課題の内容: もの忘れについての元の文章によると、発病以前に体験したエピソードを再生できなくなる健忘は何と呼ばれますか。

元の文章:
........

年齢を重ねると、脳の老化によって誰もがもの忘れをしやすくなりますが、加齢に伴うもの忘れと、認知症は大きく違います。

 

しかし、改めて加齢によるもの忘れと認知症の違いは?という問いに明確に答えられるようにしておきたいものです。そこで加齢によるもの忘れと、認知症によるもの忘れの違いについて、どう違うのか簡単に解説します。

 

加齢によるもの忘れ

 

• もの忘れを自覚している

 

• 体験したことの一部を忘れる

 

• ヒントがあれば思い出す

 

• 日常生活に支障はない

 

• 判断力は低下しない

 

 

 

認知症によるもの忘れ

 

• もの忘れの自覚がない

 

• 体験したこと自体を忘れる

 

• ヒントがあっても思い出せない

 

• 日常生活に支障がある

 

• 判断力が低下する

 

以上に関連して、過去の一定期間の出来事を思い出せない状態を健忘と呼びます。健忘症にはおもに、前向性健忘と逆向性健忘の二つの症候があります。発病時点を境に、その後に経験した新しい出来ごとの再生ができなくなるのが前向性健忘です。これに対して、発病以前に体験したエピソードを再生できなくなるのが逆向性健忘です。

........

提供データ:
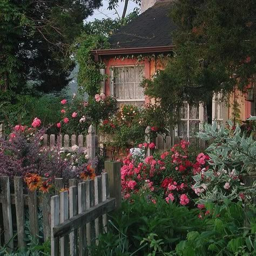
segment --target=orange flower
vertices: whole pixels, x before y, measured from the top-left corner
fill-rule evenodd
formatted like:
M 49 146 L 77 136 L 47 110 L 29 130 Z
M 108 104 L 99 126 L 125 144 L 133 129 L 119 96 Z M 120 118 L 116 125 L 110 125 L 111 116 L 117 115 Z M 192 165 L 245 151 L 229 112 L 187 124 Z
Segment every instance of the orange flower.
M 90 164 L 88 165 L 86 167 L 86 170 L 80 174 L 80 177 L 84 180 L 88 179 L 94 179 L 96 176 L 95 170 L 91 167 Z
M 59 191 L 60 192 L 64 192 L 64 191 L 68 191 L 69 192 L 69 188 L 68 187 L 63 187 Z
M 38 174 L 28 173 L 24 180 L 29 190 L 33 191 L 41 185 L 42 177 Z
M 44 194 L 49 193 L 49 189 L 51 187 L 52 185 L 49 184 L 47 181 L 44 181 L 42 184 L 39 190 L 42 191 Z

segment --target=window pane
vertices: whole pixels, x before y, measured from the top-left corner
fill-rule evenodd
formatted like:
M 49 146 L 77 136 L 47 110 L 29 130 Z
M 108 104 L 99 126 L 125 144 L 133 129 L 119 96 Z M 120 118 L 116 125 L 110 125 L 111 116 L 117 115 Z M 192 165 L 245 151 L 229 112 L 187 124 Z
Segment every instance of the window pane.
M 117 99 L 124 99 L 124 84 L 114 85 L 115 97 Z
M 115 68 L 114 69 L 114 83 L 124 83 L 124 70 L 123 68 Z
M 134 67 L 125 66 L 124 70 L 124 82 L 130 83 L 134 82 Z
M 135 98 L 136 99 L 144 99 L 144 88 L 140 85 L 140 83 L 137 83 L 135 84 Z
M 141 82 L 144 75 L 144 66 L 139 65 L 135 67 L 135 82 Z
M 181 121 L 179 125 L 178 136 L 179 137 L 187 136 L 187 121 Z
M 124 99 L 133 99 L 134 97 L 134 84 L 124 84 Z
M 190 121 L 190 137 L 196 134 L 199 131 L 199 121 Z
M 190 119 L 199 119 L 199 106 L 190 106 Z
M 182 119 L 187 119 L 187 103 L 184 103 L 180 109 L 180 118 Z

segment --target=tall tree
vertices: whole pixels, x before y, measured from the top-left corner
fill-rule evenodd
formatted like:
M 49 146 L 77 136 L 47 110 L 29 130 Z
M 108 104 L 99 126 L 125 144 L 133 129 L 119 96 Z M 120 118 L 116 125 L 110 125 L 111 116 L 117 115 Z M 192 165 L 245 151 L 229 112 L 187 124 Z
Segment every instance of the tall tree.
M 70 45 L 101 2 L 0 1 L 0 89 L 20 92 L 28 83 L 44 91 L 66 86 L 73 68 Z
M 245 91 L 256 73 L 255 0 L 178 0 L 171 16 L 176 45 L 167 69 L 146 92 L 169 113 L 213 92 Z

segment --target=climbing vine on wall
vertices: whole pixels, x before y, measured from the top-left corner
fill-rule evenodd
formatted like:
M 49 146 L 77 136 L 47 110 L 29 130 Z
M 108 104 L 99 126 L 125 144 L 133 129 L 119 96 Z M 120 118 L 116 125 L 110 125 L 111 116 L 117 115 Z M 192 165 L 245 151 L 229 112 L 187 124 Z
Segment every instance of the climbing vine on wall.
M 105 77 L 100 74 L 100 69 L 105 65 L 103 62 L 95 61 L 91 51 L 95 49 L 109 48 L 107 38 L 104 36 L 87 35 L 83 33 L 73 45 L 75 57 L 79 66 L 77 77 L 80 92 L 87 92 L 94 96 L 100 90 L 100 82 Z

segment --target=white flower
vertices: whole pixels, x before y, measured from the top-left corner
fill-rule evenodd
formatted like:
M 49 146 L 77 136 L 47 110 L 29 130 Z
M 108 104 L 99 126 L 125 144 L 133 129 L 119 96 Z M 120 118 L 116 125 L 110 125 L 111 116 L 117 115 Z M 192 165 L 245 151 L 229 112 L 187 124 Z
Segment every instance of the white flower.
M 224 186 L 224 187 L 225 190 L 228 190 L 230 187 L 230 184 L 228 182 L 226 182 Z
M 71 149 L 73 150 L 73 151 L 76 151 L 76 150 L 78 150 L 79 149 L 78 146 L 77 145 L 74 145 L 73 146 L 72 146 Z

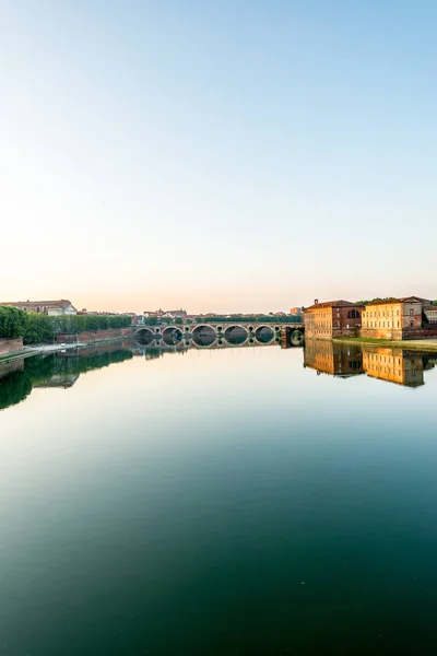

........

問題の解答: 逆向性健忘と呼ばれます。